TEXT PASSAGE »
Start

# New to the forums, looking for some feedback and advice.



## Guest (Mar 29, 2009)

Hi all. I just registered for these forums today. I just started snowboarding about 2 months ago, and I am loving it. I can already do some rails 180s carve quite well do ground 180s and whatnot. There are two things I have wanted advice on if anyone could shed some light that would be great  . The first is I am 15, 5'8 and 120 pounds. Around average height although not near fully grown, although I have size 11 feet so I am in extra large bindings. I have a burton operator (just got it and I love it!) it is 158 which I know is too big for my weight but I dont really feel a difference so I dont mind it. Im just wondering because I do not have the wide version of the board will my feet be a big problem? The other is just some advice on spinning 360s. I like to turn to my right again I am goofy? Im not sure if its backside or frontside because I was told that is frontside but when I skateboard that would be called a backside. I am just looking for general advice especially on getting the height and rotation.

Sorry for the long post,
Thanks. GoofyRider


----------



## Technine Icon (Jan 15, 2009)

First off, the board should be fine for your bindings, just might have a little overhang, which is normal. However, if ur thinkin of riding more park that board is too big for u. As for 360's, there is no difference between skateboarding and snowboarding. Since u ride goofy, if u go off the heels its frontside, and if u go off the toes its backside. For 360's, you need more air and concentrate on using your shoulders and head to bring the board around because your lower body will always follow your head.


----------



## Guest (Mar 30, 2009)

Ok sounds good. Thank you for replying. So my board will be a problem for park? because that is what I do mostly. Will it make a big difference or is it just more ideal for a smaller one?


----------



## Technine Icon (Jan 15, 2009)

Oooh, its very possible to ride park with your current board especially since u'll probably grow within the next year, so don't worry about it. A smaller board is just used in the park because they require less effort to rotate, but u will be fine.


----------



## Guest (Mar 30, 2009)

Ok thanks a lot for shedding some light man. Yeah I'm hoping I will grow, I have not had my spurt yet and my bros 64 and my dads 63. So bye next season hopefully it will be perfect


----------

End

REQUIRED TASK 1 » In the snowboarding thread, what length is the Burton Operator the original poster owns?

DATA SHOWN »

Start

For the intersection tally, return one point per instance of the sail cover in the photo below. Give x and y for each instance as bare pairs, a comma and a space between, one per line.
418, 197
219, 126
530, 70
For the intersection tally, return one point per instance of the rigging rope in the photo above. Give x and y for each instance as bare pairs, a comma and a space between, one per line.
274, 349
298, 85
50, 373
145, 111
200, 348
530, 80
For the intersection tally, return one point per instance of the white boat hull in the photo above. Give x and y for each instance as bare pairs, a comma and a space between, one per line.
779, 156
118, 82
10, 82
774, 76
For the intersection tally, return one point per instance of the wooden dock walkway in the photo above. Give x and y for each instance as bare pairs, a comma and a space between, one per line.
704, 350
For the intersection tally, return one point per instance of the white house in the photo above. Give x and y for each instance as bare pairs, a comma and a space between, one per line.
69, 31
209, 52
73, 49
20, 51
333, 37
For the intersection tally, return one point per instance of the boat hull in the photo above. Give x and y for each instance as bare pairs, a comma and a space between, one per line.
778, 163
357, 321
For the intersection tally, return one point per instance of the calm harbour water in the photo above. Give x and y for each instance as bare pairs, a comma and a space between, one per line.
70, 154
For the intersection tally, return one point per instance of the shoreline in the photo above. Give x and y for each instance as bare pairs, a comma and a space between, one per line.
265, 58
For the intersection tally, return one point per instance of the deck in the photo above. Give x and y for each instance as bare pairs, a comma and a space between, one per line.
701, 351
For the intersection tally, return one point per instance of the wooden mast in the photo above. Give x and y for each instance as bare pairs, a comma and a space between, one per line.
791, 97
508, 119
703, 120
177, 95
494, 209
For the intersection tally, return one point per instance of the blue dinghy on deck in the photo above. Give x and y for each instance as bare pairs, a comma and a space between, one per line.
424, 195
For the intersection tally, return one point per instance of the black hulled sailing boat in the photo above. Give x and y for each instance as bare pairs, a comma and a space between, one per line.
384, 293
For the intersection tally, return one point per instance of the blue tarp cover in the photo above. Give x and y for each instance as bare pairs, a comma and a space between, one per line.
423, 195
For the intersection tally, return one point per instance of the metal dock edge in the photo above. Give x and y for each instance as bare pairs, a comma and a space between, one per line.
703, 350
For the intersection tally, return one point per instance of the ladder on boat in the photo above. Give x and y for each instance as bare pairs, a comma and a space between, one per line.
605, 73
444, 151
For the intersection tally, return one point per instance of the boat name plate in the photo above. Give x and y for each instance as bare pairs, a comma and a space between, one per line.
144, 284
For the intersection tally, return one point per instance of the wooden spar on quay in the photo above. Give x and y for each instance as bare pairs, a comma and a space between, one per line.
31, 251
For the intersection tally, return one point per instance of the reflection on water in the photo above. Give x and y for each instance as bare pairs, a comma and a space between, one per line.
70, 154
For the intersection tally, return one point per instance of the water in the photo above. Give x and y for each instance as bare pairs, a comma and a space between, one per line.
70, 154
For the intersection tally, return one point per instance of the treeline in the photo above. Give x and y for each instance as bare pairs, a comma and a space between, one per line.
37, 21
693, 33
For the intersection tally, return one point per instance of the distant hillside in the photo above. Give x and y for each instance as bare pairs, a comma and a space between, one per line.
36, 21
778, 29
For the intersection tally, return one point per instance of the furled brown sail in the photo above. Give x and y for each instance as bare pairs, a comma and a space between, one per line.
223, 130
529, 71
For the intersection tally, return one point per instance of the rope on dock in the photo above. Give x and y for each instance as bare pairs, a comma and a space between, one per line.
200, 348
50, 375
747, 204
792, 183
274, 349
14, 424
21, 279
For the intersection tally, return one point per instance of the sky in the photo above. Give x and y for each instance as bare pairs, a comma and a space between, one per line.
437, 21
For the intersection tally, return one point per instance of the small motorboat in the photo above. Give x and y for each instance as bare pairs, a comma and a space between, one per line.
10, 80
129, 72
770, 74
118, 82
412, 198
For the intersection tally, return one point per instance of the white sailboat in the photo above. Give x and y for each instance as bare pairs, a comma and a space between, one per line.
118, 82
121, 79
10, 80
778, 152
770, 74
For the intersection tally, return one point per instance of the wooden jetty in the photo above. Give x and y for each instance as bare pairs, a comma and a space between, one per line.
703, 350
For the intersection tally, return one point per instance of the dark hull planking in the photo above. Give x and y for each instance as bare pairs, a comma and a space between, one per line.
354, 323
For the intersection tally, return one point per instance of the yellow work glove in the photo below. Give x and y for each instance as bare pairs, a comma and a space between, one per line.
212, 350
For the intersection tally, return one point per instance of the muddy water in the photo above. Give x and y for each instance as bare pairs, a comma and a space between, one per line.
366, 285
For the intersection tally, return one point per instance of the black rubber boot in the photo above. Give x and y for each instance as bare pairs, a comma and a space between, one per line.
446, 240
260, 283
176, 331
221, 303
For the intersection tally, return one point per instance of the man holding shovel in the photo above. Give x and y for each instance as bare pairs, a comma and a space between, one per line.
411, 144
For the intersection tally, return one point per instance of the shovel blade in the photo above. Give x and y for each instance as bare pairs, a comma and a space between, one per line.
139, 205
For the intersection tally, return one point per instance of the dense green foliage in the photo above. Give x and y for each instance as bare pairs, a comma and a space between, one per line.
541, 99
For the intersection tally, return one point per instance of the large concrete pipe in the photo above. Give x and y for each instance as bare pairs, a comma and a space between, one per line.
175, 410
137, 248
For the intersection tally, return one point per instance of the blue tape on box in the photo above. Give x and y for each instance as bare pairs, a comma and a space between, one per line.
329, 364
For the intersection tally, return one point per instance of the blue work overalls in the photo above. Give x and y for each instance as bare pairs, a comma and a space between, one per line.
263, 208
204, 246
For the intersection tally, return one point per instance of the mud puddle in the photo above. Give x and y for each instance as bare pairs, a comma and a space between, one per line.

End

REQUIRED TASK 2 » Extract the stretch of the records running from the line containing "of the large" through the end of the records, reproducing each line unchanged.

WRITTEN REPLY 1 » 158

WRITTEN REPLY 2 »
For the intersection tally, return one point per instance of the large concrete pipe in the photo above. Give x and y for each instance as bare pairs, a comma and a space between, one per line.
175, 410
137, 248
For the intersection tally, return one point per instance of the blue tape on box in the photo above. Give x and y for each instance as bare pairs, a comma and a space between, one per line.
329, 364
For the intersection tally, return one point per instance of the blue work overalls in the photo above. Give x and y for each instance as bare pairs, a comma and a space between, one per line.
263, 208
204, 246
For the intersection tally, return one point per instance of the mud puddle in the photo above. Give x and y for each instance as bare pairs, a comma and a space between, one per line.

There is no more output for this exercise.